I'm trying to calculate my integrals and plot a graph, but it gives me an error when I start: "Arrays have incompatible sizes for this operation."
How can I solve this problem so that the code works?
My code:
z = 5:0.1:70;
D = 100;
e_f = 1.88e-18;
m = 9.11e-31;
k_b = 1.38e-23;
h_bar = 1.05e-34;
ksi = 1e-9;
t = 1;
A = 2 * m / h_bar^2;
k_f = sqrt(e_f / (pi * k_b * 1.2));
N_0 = 1e28;
v_f = 1.57e6;
l = 1.5e-10;
tau = h_bar / (3.056 * 2 * pi * k_b * 1.2);
gamma = h_bar / (2 * pi * k_b * 1.2 * tau);
E = e_f / (pi * k_b * 1.2);
norm = 2 * m / h_bar^2;
k0 = (ksi / h_bar) * sqrt(2 .* m .* pi .* k_b .* 1.2);
coef = 1;
n_max = 49;
cuA = m / (pi * h_bar * N_0 * tau);
coef_K = cuA / (2 * pi * ksi);
coef_w = (cuA * ksi * A) / (4 * pi);
wt_sum = 2499;
wz = zeros(size(z));
cos_K_E_res = zeros(size(z));
Wn_2 = zeros(size(z));
for i = 1:length(z)

» **Dataset extract**:
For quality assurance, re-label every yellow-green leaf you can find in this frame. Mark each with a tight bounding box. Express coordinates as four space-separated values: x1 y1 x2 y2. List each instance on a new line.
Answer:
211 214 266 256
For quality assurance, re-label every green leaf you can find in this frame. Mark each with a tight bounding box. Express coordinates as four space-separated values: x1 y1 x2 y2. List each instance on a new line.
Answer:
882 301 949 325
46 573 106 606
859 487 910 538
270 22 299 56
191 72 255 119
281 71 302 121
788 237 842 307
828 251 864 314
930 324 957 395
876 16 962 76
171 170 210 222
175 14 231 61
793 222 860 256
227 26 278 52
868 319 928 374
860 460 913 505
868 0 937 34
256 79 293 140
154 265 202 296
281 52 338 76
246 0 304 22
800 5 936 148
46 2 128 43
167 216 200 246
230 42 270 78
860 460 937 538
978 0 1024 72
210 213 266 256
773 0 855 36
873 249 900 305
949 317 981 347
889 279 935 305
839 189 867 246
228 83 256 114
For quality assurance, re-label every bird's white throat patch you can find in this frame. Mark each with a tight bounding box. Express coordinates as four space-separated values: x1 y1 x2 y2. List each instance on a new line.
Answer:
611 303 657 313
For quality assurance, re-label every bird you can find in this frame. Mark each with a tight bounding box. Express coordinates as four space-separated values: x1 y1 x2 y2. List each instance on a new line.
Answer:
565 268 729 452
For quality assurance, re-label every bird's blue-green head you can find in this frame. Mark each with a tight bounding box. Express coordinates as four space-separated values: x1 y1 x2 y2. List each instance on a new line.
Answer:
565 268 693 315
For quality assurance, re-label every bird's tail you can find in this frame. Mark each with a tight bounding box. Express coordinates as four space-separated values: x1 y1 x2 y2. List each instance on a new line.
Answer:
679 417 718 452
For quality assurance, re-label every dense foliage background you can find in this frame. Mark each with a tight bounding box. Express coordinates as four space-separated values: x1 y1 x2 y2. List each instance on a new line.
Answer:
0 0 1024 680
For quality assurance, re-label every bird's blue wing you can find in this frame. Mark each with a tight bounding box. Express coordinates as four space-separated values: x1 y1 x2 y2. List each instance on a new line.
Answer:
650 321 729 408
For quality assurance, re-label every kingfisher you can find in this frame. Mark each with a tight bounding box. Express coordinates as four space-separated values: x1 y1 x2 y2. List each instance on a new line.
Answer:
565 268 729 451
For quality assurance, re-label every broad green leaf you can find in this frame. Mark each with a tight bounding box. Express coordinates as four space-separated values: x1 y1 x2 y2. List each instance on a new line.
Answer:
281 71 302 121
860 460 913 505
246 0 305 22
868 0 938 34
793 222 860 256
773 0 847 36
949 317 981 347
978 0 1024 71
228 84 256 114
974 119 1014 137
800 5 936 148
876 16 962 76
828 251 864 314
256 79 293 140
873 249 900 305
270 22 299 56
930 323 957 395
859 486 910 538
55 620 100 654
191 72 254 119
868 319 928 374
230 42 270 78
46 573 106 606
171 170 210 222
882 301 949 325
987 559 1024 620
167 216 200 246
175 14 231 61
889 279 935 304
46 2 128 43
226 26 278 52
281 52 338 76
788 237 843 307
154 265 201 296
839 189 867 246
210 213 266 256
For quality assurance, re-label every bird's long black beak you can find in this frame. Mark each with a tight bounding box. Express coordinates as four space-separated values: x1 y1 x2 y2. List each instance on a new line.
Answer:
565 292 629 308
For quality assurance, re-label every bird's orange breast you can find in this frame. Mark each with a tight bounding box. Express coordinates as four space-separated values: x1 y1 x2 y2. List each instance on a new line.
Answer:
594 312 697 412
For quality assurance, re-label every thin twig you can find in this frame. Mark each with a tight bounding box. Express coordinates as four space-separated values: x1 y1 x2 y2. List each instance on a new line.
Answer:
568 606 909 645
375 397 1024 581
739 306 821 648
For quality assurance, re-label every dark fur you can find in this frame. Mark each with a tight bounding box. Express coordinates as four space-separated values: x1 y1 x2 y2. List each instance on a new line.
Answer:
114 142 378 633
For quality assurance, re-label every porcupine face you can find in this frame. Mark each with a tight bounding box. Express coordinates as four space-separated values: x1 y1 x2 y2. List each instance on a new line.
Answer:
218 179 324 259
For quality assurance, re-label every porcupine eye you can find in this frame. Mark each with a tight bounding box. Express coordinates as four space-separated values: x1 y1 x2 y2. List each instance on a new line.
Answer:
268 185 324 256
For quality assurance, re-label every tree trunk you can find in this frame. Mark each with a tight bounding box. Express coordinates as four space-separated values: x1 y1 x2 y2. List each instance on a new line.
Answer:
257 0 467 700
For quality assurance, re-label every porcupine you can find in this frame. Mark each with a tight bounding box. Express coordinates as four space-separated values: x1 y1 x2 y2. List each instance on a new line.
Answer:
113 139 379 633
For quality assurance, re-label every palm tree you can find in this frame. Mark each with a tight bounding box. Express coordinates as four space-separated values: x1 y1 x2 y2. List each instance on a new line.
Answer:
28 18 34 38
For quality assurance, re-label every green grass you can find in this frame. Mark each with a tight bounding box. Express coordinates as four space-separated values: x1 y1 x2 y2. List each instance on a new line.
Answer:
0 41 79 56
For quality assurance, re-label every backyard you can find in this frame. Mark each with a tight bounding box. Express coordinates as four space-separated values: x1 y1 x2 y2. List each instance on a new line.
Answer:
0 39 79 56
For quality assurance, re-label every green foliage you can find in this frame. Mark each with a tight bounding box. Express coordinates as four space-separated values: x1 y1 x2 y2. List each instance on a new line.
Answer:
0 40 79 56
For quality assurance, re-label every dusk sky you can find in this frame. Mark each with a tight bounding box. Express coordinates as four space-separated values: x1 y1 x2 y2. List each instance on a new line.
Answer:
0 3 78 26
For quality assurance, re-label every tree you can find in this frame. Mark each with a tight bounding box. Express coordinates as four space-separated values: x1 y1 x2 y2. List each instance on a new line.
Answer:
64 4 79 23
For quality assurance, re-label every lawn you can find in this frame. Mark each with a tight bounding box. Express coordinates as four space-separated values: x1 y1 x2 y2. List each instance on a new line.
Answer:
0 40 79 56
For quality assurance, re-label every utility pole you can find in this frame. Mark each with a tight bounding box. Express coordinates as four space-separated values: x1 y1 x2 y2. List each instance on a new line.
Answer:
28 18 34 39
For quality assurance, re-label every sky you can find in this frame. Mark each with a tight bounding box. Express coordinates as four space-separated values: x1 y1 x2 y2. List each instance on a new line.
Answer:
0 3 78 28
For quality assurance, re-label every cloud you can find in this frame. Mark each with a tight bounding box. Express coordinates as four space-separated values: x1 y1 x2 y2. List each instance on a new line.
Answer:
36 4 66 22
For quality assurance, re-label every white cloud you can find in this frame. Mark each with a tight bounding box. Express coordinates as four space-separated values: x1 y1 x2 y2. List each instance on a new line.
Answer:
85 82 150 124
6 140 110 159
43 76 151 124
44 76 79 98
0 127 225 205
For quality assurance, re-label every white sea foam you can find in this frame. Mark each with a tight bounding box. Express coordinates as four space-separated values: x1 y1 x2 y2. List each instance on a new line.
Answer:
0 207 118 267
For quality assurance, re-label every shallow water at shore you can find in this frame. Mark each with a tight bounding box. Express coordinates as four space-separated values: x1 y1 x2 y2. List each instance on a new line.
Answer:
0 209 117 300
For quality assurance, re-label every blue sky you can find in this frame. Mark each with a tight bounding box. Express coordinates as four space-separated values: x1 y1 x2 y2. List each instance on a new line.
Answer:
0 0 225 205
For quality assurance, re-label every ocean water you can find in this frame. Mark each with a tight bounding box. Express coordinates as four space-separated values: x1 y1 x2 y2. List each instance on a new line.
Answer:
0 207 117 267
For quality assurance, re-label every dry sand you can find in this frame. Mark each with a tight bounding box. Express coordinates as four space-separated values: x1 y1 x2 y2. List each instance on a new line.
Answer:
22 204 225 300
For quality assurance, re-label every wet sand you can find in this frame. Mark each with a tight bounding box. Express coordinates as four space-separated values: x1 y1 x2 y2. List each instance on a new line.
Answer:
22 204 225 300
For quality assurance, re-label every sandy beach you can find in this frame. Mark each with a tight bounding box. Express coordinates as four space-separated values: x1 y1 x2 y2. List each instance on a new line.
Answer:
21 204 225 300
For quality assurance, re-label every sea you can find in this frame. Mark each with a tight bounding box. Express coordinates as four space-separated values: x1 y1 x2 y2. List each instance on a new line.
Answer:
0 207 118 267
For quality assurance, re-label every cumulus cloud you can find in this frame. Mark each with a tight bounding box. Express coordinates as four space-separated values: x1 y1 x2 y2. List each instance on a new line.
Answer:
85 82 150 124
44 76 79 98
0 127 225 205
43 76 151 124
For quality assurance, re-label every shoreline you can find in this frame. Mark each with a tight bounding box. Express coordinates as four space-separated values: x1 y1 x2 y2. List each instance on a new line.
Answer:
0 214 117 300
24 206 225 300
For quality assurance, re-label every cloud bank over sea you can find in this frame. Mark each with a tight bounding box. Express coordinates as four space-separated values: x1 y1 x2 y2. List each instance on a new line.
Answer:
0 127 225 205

» **Problems**:
**1)** Decide whether each statement agrees with the forum post on MATLAB integrals. Answer yes or no, and quote the deciding words. (a) The vector z runs from 5 to 70 in steps of 0.1. (b) The variable n_max is assigned the value 50. (c) The reported error says the arrays have incompatible sizes.
**2)** Transcribe the forum post from "I'm trying to" to "the code works?".
The entries were taken from a different source than the forum post.

» **Answers**:
**1)**
(a) Yes: "z = 5:0.1:70;"
(b) No: "n_max = 49;"
(c) Yes: "Arrays have incompatible sizes for this operation."

**2)**
I'm trying to calculate my integrals and plot a graph, but it gives me an error when I start: "Arrays have incompatible sizes for this operation."
How can I solve this problem so that the code works?